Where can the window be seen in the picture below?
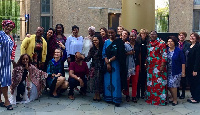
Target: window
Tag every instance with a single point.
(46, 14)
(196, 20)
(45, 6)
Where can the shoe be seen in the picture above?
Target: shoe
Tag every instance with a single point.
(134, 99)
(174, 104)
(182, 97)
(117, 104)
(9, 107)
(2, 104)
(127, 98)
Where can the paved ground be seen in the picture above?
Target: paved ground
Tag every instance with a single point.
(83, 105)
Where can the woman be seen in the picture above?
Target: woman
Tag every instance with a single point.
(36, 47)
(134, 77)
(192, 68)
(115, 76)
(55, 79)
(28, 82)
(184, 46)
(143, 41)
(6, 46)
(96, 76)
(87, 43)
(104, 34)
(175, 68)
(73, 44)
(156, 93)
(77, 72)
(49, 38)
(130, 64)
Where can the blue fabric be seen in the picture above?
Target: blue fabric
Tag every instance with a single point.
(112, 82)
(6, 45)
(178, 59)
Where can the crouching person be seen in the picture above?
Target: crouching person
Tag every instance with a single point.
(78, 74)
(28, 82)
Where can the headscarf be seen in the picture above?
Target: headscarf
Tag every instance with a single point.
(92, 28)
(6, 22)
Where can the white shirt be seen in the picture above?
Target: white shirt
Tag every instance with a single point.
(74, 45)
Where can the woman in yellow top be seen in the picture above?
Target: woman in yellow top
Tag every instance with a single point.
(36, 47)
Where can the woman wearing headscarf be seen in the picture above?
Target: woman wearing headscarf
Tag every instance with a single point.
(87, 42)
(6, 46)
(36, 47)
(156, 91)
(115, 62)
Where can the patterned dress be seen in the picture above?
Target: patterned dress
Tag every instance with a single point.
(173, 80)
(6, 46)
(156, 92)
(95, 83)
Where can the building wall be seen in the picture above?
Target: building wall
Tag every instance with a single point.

───

## Brief
Repeat each record exactly as shown above, dropping all images.

## Task response
Where can the window be seen in the picture below?
Target: window
Tag every instance with a single point.
(46, 14)
(196, 20)
(45, 6)
Where can the shoe be seen in the picture above?
Target: shoe
Tag every instance with a single point.
(134, 99)
(174, 104)
(182, 97)
(117, 104)
(9, 107)
(2, 104)
(127, 98)
Where can the paved ground be seen in the picture above?
Target: paved ground
Tag every instance with a single point.
(83, 105)
Where can the woman be seen in the picture above?
Target: woman
Tag every instance with a single point.
(36, 47)
(134, 77)
(192, 68)
(115, 76)
(55, 79)
(28, 82)
(184, 46)
(143, 41)
(6, 46)
(96, 76)
(87, 43)
(104, 34)
(175, 68)
(73, 44)
(156, 93)
(77, 72)
(49, 38)
(130, 64)
Where can the blue fabric be seen in the picture above?
Target: blue fabric
Tag every instance with a single point.
(112, 82)
(6, 45)
(178, 59)
Where can the crouching person be seen in the picture above?
Target: crouching person
Tag every instance with a single point.
(78, 74)
(28, 82)
Where can the headscarf be seen in the picture above?
Target: headscarf
Tag every instance with a single point.
(92, 28)
(6, 22)
Where can the white shirt be seen in the picture above?
Target: white shirt
Tag every instance with a single point.
(74, 45)
Where can the woman in yellow top be seen in the picture above?
Target: woman in yellow top
Tag every instance with a single point.
(36, 47)
Where can the woman wearing headscarf be seen in the picture above?
Target: woman wearing headscarf
Tag every instance with a single point.
(87, 42)
(6, 46)
(36, 47)
(156, 91)
(115, 62)
Where can the patterned dress be seen in the picture above?
Target: patterned dress
Tag every instance with a single point.
(173, 80)
(6, 46)
(156, 92)
(95, 83)
Where can the building wall be seen in the picture above?
Target: building wall
Tag every instance with a single point.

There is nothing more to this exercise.